What you will do:
How many lines of the listing below contain the word "opening"? Reply with the number only.

Supplied material:
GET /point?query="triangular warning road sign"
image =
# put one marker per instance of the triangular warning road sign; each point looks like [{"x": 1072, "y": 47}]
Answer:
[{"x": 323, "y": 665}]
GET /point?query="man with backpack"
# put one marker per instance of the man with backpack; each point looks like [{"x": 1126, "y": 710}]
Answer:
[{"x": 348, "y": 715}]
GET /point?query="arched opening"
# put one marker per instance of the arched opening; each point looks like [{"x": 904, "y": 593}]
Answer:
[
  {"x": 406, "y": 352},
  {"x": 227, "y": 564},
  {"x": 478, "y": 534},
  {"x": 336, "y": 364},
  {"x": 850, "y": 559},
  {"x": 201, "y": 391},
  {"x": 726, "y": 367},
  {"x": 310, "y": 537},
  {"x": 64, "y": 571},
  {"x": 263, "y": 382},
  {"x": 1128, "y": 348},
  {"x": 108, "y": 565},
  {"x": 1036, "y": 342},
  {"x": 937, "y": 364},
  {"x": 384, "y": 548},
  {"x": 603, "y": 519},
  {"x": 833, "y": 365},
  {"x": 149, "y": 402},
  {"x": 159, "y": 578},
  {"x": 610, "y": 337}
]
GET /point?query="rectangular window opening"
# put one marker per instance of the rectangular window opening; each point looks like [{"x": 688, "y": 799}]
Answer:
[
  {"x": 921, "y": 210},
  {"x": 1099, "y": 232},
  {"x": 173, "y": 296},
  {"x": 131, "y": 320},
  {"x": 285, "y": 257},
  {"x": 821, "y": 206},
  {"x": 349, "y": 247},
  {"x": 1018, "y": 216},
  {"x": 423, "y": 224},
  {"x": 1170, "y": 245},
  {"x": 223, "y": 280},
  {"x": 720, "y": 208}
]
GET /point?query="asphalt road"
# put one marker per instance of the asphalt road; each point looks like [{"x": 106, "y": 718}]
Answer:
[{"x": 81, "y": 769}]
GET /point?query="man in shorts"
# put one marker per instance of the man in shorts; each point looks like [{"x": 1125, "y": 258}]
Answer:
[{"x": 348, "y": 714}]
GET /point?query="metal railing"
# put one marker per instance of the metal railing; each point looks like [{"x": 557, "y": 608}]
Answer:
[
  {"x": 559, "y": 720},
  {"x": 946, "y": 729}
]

Exercise response:
4